## Given information
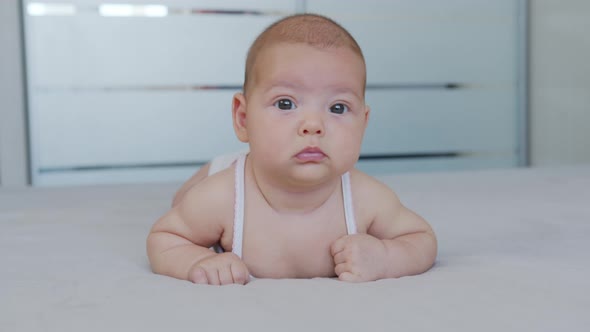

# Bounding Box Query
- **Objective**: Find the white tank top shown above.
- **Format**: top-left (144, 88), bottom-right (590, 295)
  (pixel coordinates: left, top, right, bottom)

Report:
top-left (232, 154), bottom-right (356, 258)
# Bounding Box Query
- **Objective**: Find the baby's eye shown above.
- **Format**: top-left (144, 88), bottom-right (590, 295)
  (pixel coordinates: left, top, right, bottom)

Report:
top-left (274, 99), bottom-right (295, 111)
top-left (330, 104), bottom-right (348, 114)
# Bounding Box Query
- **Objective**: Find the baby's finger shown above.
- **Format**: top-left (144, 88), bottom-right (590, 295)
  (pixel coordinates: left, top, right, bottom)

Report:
top-left (205, 268), bottom-right (220, 286)
top-left (230, 262), bottom-right (250, 285)
top-left (334, 263), bottom-right (351, 277)
top-left (334, 250), bottom-right (348, 265)
top-left (217, 265), bottom-right (234, 285)
top-left (189, 267), bottom-right (209, 285)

## Problem statement
Reproduce word for word the rows from their first line through the line containing "top-left (232, 154), bottom-right (356, 258)", both ends included. Leave the pictures out of your copy.

## Task solution
# Bounding Box Query
- **Objective**: Find the white tank top shown above.
- **Format**: top-left (144, 88), bottom-right (590, 295)
  (pixel coordinates: left, top, right, bottom)

Report:
top-left (232, 154), bottom-right (356, 258)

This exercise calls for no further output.